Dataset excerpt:
-----

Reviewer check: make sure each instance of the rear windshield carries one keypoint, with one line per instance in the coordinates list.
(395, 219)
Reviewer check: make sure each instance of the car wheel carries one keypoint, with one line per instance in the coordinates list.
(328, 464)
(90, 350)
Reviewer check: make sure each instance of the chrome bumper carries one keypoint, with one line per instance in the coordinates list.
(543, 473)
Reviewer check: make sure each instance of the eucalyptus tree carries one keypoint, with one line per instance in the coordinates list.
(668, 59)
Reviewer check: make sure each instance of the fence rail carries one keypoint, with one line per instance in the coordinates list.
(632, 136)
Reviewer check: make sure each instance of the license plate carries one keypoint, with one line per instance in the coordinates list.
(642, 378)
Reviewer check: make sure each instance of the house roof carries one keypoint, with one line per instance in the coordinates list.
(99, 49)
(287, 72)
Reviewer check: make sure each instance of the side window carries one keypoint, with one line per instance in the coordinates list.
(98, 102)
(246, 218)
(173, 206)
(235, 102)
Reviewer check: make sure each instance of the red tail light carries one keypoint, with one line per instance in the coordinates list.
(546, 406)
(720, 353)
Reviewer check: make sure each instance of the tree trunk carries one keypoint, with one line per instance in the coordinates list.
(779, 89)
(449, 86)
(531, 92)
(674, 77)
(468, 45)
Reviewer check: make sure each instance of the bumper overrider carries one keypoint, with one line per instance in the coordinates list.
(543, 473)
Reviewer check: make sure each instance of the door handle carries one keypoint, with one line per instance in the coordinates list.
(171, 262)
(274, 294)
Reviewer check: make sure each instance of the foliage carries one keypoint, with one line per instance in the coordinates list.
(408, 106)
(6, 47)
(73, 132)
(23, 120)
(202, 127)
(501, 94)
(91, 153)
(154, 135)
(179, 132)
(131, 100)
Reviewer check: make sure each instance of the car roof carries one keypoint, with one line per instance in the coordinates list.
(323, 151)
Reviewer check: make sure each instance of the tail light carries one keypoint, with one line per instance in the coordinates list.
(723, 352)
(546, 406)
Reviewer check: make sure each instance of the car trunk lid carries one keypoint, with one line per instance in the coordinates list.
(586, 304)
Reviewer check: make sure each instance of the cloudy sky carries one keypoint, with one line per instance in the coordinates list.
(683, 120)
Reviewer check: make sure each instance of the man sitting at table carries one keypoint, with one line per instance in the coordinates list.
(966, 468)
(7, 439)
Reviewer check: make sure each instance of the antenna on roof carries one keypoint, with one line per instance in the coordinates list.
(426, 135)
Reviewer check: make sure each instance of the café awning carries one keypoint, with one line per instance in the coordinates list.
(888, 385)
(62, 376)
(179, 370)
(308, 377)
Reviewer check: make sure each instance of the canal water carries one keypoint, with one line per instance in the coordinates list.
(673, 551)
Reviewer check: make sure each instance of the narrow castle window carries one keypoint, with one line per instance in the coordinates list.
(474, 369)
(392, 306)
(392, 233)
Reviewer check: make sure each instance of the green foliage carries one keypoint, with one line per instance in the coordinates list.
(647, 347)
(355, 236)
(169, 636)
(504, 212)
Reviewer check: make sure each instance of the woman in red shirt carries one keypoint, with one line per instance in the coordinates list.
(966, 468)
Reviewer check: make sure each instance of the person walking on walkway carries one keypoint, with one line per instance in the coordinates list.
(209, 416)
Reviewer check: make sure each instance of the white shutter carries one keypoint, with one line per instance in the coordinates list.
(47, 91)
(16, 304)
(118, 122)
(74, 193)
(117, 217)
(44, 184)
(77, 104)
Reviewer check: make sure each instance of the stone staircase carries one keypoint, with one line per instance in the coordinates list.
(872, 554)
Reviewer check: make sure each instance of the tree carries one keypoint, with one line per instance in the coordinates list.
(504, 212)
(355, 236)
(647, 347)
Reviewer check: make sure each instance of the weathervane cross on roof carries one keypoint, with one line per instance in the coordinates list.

-----

§ Set problem: Reproduce the material above line for line, with no changes.

§ Correct answer:
Reviewer check: make sure each instance of the rear windshield carries one keypoint, with one line per instance in the coordinates list.
(395, 219)
Reviewer check: make sure each instance of the car wheel carries one keypoint, with one line per instance in the coordinates list.
(328, 464)
(90, 350)
Reviewer check: make sure each instance of the chrome bumper carries one keypoint, with one line per instance in the coordinates list.
(543, 473)
Reviewer check: make sure each instance of the eucalyptus tree carries one keypoint, with one line per instance in the coordinates list.
(668, 59)
Reviewer check: make sure each instance of the fence rail carries one keypoint, with one line per instance in the coordinates list.
(632, 136)
Reviewer check: make sure each instance of the license plate carries one keypoint, with one line per instance in the coordinates list.
(642, 378)
Reviewer check: make sure each instance of the house roof carries one keypoint, with one line per instance in the coordinates list.
(99, 49)
(287, 72)
Reviewer check: make sure each instance of the side window carries one keypoint, with one line per instance in the coordinates list.
(98, 102)
(246, 218)
(173, 206)
(235, 102)
Reviewer check: make sure each instance of the red tail light carries one keypoint, with one line per instance in the coordinates list.
(546, 406)
(720, 353)
Reviewer check: make sure each instance of the tree trunk carries one keypoint, with one line per instance in the coordinates list.
(779, 89)
(449, 86)
(531, 92)
(674, 77)
(468, 45)
Reviewer check: make sure each instance of the bumper overrider carries one keypoint, with one line per instance in the coordinates list.
(543, 473)
Reviewer check: make sure each instance of the door handle carries one keypoint, with one line per instance in the coordinates list.
(171, 262)
(274, 294)
Reviewer check: make sure each instance of the foliage carries one keypoint, with one line per instance in the coordinates list.
(408, 106)
(6, 47)
(73, 132)
(23, 120)
(202, 127)
(501, 94)
(91, 153)
(154, 135)
(179, 132)
(131, 100)
Reviewer check: make sure each instance of the car roof carries one keypoint, with one line per instance in the coordinates list.
(323, 151)
Reviewer check: make sure each instance of the tail light carries one keypoint, with one line per instance in the coordinates list.
(723, 352)
(546, 406)
Reviewer check: make sure each instance of the car trunk lid carries one keypoint, with one line per instance in the coordinates list.
(586, 304)
Reviewer check: make sure each instance of the cloudy sky carries one keypoint, with one line per instance in the coordinates list.
(683, 120)
Reviewer check: make sure each instance of the man sitting at table carries one keypoint, with one line per instance in the coordinates list.
(966, 468)
(7, 439)
Reviewer check: make sure each instance of the antenna on roof carries one keypoint, with one line per instance in the coordinates list.
(426, 135)
Reviewer check: make sure each instance of the café awning carries one keypoint, with one line per instance in the coordinates list.
(888, 385)
(62, 376)
(179, 370)
(308, 377)
Reviewer check: make sure each instance of the canal water carries one keypoint, with one line per instance in the coordinates list.
(673, 551)
Reviewer check: make sure each instance of the narrow castle window carries one keypoint, with one line per instance in the coordinates list.
(474, 369)
(392, 306)
(392, 233)
Reviewer check: make sure each instance of the green foliage carries one keypoint, with one line per instance in the coordinates list.
(647, 347)
(355, 236)
(169, 636)
(504, 212)
Reviewer check: make sure each instance of the woman in red shirt carries one keypoint, with one line per instance in the coordinates list.
(966, 468)
Reviewer check: make sure each instance of the person walking on walkway carries one keypoint, with one line per instance in the coordinates list.
(209, 416)
Reviewer check: make sure each instance of the white shutter carries one keypoint, with one line per instance in the coordinates list.
(47, 91)
(16, 304)
(118, 122)
(74, 193)
(117, 217)
(44, 184)
(77, 104)
Reviewer check: make sure each instance of the stone staircase carries one keypoint, with one line per instance in the coordinates list.
(872, 554)
Reviewer check: make sure each instance of the tree carries one keypoint, with one line per instance in the coordinates list.
(504, 212)
(355, 236)
(647, 347)
Reviewer check: make sure each instance of the weathervane cross on roof carries one keypoint, with one line per instance in the coordinates list.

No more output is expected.